■ **ENTRIES PROVIDED**

━━━━

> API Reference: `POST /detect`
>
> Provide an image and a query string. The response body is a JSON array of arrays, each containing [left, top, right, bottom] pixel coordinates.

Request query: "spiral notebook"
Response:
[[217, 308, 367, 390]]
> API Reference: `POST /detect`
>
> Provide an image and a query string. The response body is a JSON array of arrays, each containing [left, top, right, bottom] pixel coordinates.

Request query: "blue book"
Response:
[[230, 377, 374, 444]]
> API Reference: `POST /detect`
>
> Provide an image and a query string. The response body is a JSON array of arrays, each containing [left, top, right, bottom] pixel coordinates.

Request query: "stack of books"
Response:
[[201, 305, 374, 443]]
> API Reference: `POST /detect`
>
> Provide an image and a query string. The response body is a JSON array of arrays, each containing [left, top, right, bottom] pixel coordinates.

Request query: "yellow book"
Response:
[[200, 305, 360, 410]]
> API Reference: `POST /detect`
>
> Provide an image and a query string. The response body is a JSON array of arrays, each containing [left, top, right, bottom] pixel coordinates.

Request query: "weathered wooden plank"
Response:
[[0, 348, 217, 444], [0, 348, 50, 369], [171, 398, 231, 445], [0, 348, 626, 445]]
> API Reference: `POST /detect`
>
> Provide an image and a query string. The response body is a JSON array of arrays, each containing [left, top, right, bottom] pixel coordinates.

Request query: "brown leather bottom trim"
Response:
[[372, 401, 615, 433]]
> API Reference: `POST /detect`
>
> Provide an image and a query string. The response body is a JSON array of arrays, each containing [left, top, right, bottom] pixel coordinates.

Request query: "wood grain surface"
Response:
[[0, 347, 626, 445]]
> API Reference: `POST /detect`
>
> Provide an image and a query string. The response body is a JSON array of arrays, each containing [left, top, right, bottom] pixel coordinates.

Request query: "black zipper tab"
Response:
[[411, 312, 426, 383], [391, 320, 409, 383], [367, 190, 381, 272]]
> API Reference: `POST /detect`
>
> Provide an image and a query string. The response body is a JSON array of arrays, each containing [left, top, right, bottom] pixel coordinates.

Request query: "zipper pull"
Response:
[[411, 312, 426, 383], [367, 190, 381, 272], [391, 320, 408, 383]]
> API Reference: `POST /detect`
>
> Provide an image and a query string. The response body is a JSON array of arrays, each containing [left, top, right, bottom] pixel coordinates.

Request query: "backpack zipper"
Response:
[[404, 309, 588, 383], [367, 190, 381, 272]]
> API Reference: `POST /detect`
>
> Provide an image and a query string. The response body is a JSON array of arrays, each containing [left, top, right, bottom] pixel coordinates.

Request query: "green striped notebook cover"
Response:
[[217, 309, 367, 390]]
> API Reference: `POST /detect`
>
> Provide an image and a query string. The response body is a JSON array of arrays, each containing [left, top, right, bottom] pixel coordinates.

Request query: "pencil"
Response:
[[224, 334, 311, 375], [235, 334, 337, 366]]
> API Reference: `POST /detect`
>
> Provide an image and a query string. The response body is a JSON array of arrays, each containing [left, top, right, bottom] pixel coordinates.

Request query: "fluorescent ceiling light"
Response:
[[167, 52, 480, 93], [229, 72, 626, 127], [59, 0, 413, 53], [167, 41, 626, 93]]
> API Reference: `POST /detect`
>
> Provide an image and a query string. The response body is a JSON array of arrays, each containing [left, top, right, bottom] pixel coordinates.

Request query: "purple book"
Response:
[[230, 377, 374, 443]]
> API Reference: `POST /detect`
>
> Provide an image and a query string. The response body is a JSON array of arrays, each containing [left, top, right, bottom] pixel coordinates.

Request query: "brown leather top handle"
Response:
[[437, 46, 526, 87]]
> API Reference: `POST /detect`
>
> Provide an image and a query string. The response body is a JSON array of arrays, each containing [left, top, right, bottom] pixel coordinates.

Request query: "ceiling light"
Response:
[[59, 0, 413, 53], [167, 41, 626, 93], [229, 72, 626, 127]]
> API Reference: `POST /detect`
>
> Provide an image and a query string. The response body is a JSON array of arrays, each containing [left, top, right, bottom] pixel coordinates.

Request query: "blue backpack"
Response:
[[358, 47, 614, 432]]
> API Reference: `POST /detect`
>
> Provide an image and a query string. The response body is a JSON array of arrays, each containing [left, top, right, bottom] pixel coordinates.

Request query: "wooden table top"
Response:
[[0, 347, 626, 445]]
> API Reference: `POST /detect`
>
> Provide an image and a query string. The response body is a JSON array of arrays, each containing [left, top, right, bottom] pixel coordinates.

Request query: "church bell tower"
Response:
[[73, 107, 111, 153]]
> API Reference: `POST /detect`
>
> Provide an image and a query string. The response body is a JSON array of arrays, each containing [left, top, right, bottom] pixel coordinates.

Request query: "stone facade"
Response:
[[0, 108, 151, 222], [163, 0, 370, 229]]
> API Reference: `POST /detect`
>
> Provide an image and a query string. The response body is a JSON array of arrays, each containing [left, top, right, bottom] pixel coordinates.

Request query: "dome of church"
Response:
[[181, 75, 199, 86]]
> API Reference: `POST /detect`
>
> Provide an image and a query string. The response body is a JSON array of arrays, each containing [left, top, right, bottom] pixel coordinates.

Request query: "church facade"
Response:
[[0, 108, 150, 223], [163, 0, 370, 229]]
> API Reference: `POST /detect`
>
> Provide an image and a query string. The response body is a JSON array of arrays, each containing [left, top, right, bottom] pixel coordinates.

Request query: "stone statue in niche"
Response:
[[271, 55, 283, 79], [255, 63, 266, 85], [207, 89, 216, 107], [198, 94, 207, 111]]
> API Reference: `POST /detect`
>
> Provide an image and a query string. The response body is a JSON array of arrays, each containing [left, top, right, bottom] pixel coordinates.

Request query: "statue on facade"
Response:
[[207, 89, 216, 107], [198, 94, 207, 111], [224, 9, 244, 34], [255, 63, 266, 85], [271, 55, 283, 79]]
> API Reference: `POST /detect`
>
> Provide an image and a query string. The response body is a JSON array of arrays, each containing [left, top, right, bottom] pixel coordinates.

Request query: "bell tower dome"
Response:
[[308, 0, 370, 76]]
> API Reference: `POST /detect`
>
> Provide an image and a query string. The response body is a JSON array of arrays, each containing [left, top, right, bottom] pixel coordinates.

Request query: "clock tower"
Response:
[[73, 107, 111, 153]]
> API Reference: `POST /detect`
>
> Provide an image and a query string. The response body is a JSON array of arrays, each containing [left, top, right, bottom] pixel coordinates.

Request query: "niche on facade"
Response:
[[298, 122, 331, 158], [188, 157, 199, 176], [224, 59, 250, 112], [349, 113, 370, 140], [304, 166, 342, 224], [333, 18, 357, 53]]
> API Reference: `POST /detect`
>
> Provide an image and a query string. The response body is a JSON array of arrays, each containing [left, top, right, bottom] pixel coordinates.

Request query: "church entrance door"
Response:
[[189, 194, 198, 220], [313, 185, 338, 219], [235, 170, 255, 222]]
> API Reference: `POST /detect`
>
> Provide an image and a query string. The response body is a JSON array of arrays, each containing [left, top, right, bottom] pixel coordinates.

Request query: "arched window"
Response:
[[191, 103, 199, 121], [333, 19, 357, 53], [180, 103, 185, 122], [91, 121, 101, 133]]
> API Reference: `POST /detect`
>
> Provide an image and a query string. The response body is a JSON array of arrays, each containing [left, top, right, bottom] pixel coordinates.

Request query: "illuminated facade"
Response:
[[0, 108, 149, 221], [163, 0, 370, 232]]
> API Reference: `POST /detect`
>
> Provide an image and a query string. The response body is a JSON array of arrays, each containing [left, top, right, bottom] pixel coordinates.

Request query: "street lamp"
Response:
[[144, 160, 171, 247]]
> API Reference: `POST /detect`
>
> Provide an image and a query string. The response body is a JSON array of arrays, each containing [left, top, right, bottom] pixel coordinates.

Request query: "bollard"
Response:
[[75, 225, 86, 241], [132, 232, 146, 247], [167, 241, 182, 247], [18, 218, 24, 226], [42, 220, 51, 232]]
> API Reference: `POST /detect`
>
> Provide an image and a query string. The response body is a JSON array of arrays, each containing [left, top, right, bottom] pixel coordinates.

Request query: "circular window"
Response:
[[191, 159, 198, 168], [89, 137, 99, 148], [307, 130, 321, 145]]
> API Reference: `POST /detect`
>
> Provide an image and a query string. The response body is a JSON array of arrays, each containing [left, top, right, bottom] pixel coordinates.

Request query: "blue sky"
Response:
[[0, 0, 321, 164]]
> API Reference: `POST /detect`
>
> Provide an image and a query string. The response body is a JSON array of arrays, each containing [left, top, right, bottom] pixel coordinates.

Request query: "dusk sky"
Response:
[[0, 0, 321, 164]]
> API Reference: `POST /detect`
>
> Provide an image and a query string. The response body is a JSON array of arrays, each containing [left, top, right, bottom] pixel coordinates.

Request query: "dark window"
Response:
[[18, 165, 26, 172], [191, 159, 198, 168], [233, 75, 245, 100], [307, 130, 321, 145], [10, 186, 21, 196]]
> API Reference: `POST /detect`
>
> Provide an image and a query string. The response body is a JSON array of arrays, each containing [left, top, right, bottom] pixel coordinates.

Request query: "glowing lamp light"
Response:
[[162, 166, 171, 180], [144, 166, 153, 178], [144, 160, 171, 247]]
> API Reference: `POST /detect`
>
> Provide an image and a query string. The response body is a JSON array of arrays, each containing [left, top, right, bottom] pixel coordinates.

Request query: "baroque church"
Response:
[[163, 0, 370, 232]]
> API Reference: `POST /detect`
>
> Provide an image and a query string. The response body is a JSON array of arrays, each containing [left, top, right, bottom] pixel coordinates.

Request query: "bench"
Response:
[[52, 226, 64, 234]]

━━━━

■ **WHAT TO DO**
Render the records above as a JSON list of strings, one string per line and blank lines omitted, running from the start of the records up to and including the line with "[[372, 401, 615, 433]]".

■ **RESULT OF THE EXERCISE**
[
  "> API Reference: `POST /detect`",
  ">",
  "> Provide an image and a query string. The response body is a JSON array of arrays, each containing [left, top, right, bottom] pixel coordinates.",
  "Request query: \"spiral notebook\"",
  "Response:",
  "[[217, 308, 367, 390]]",
  "> API Reference: `POST /detect`",
  ">",
  "> Provide an image and a query string. The response body is a JSON array of arrays, each containing [left, top, right, bottom] pixel coordinates.",
  "Request query: \"blue book\"",
  "Response:",
  "[[230, 377, 374, 444]]",
  "> API Reference: `POST /detect`",
  ">",
  "> Provide an image and a query string. The response body is a JSON array of arrays, each containing [left, top, right, bottom] pixel coordinates.",
  "Request query: \"stack of books\"",
  "Response:",
  "[[201, 305, 374, 443]]",
  "> API Reference: `POST /detect`",
  ">",
  "> Provide an image and a query string. The response body is a JSON array of arrays, each containing [left, top, right, bottom] pixel coordinates.",
  "Request query: \"yellow book\"",
  "Response:",
  "[[200, 305, 360, 410]]",
  "> API Reference: `POST /detect`",
  ">",
  "> Provide an image and a query string. The response body is a JSON array of arrays, each containing [left, top, right, bottom] pixel coordinates.",
  "Request query: \"weathered wooden plank\"",
  "Response:",
  "[[0, 348, 217, 444], [0, 348, 50, 369], [171, 398, 231, 445], [0, 348, 626, 445]]",
  "> API Reference: `POST /detect`",
  ">",
  "> Provide an image and a query string. The response body is a JSON array of arrays, each containing [left, top, right, bottom] pixel coordinates.",
  "Request query: \"brown leather bottom trim\"",
  "Response:",
  "[[372, 401, 615, 433]]"
]